Goal of the exercise>
Write out part of the passage on attention word for word, beginning at the words "On balance, the" and stopping after "college. Thank you.".

Excerpt to read>
---+---

I would like to return to Coleridge’s phrase, “a more continuous and equal attention.”
The review of Jay Parini’s book on the value of poetry that I cited at the outset
concludes by wondering whether “a more continuous and equal attention” offers not
just a way of reading but of living as well. Whether or not one’s scholarly specialty
touches upon literature, the idea that exciting a more continuous and equal attention
is central to a life well-lived is something that all of us, as teachers and scholars,
should cherish and be moved by in our work. For this is the life of a professor in the
arts and sciences: to give prolonged and equitable attention to those things that
matter in especially deep and enduring ways to the human condition and the state of
the world . . . and then to share the fruits of such sustained attention with our
students and colleagues, in the faith that their lives will be richer in character and
impact for having done so. Please let me know how I can support you in this rare
and noble way of living.
In the booklet that indexes scholarly productivity in the College for 2007, I wrote,
“Faculty are the lifeblood of the College of Arts and Sciences. All of the College’s
achievements and aspirations spring in some way from faculty members’ creativity,
talent and dedication in scholarship, teaching and professional service.” Thanks are
due to all of you for your continuing good work and your resolve to elevate the
quality and influence of the teaching and research conducted through the College.
On balance, the College is thriving, by my lights, and that is due primarily to the
signal contributions and care that all of you invest in your students, your scholarship,
and our communal life together as the faculty members of the College. May you
sustain a more continuous and equal attention in your work this academic year, and
may you cherish and exercise wisely both the power and responsibility that come
with being faculty members in our college. Thank you.

---+---

Dataset content>
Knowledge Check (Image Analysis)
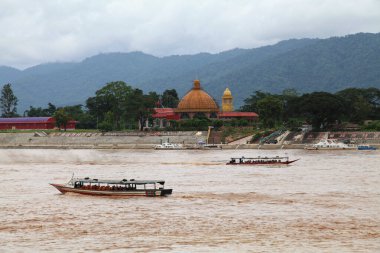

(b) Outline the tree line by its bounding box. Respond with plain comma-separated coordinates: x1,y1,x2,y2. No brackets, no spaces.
0,81,380,131
0,81,179,131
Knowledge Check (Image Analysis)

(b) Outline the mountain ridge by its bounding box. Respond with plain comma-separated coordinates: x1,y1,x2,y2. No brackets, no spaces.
0,33,380,114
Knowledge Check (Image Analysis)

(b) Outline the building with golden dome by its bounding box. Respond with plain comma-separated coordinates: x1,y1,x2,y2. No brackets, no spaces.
152,80,258,128
174,80,219,119
222,88,234,112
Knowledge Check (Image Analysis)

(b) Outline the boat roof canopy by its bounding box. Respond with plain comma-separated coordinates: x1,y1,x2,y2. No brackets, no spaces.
231,156,289,160
73,177,165,185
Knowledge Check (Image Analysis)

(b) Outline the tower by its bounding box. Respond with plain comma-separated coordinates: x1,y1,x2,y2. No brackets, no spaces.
222,88,234,112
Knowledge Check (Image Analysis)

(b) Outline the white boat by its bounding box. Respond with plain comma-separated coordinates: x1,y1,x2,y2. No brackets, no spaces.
305,139,357,150
51,177,173,197
154,142,185,150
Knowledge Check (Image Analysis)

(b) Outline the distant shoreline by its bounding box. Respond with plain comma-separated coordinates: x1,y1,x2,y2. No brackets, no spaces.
0,131,380,150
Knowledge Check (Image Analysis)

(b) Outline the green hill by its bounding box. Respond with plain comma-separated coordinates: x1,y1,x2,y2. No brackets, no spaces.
0,33,380,113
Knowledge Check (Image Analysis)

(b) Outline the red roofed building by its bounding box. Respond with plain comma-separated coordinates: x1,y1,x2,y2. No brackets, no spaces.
0,117,76,130
152,80,259,128
218,112,259,120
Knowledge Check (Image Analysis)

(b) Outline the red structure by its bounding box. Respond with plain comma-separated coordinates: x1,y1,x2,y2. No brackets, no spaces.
218,112,259,121
0,117,76,130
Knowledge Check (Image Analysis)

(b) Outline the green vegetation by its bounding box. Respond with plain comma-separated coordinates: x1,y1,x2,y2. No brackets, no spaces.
1,81,380,134
241,88,380,131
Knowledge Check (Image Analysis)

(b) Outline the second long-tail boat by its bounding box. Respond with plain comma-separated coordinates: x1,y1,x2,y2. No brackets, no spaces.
227,156,299,165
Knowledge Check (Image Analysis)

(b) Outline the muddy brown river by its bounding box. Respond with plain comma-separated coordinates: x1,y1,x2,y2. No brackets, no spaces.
0,149,380,252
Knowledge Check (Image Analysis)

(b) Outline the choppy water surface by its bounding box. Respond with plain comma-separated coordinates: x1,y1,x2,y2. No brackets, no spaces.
0,150,380,252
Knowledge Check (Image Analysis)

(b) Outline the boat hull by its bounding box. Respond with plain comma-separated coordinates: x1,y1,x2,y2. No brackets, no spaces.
226,159,299,166
305,147,356,150
358,146,377,150
50,184,173,197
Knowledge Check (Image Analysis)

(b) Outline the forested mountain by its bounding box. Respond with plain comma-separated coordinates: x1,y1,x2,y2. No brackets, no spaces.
0,33,380,114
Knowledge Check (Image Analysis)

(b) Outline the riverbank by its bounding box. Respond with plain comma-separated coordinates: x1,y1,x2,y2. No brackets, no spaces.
0,131,380,150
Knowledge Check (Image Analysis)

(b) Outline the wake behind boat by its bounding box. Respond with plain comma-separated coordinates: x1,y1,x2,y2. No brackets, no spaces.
227,156,299,165
51,177,173,197
305,139,357,150
154,142,185,150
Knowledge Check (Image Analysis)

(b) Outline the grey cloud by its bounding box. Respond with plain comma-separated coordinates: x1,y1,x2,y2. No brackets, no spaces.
0,0,380,68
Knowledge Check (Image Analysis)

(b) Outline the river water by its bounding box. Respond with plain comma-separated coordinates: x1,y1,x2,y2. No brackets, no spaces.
0,149,380,252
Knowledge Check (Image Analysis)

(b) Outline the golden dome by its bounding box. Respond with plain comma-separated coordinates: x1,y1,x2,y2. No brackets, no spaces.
223,88,232,98
175,80,219,112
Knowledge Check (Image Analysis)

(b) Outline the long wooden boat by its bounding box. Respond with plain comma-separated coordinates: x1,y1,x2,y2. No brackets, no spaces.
227,156,299,165
50,177,173,197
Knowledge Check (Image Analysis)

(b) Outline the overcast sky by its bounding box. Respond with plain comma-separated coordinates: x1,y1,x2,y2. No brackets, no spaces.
0,0,380,69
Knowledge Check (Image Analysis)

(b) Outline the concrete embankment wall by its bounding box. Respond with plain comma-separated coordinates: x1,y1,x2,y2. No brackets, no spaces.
0,132,380,149
0,132,207,148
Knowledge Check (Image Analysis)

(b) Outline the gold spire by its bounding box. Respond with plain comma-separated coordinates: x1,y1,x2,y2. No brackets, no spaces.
222,88,234,112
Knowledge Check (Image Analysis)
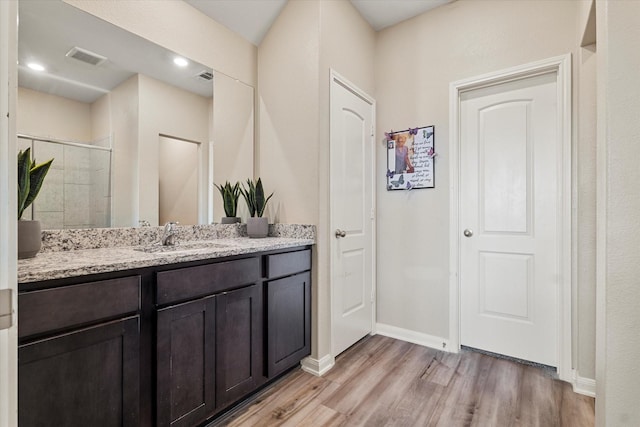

---+---

Output of the exercise>
On balance, the College is thriving, by my lights, and that is due primarily to the
signal contributions and care that all of you invest in your students, your scholarship,
and our communal life together as the faculty members of the College. May you
sustain a more continuous and equal attention in your work this academic year, and
may you cherish and exercise wisely both the power and responsibility that come
with being faculty members in our college. Thank you.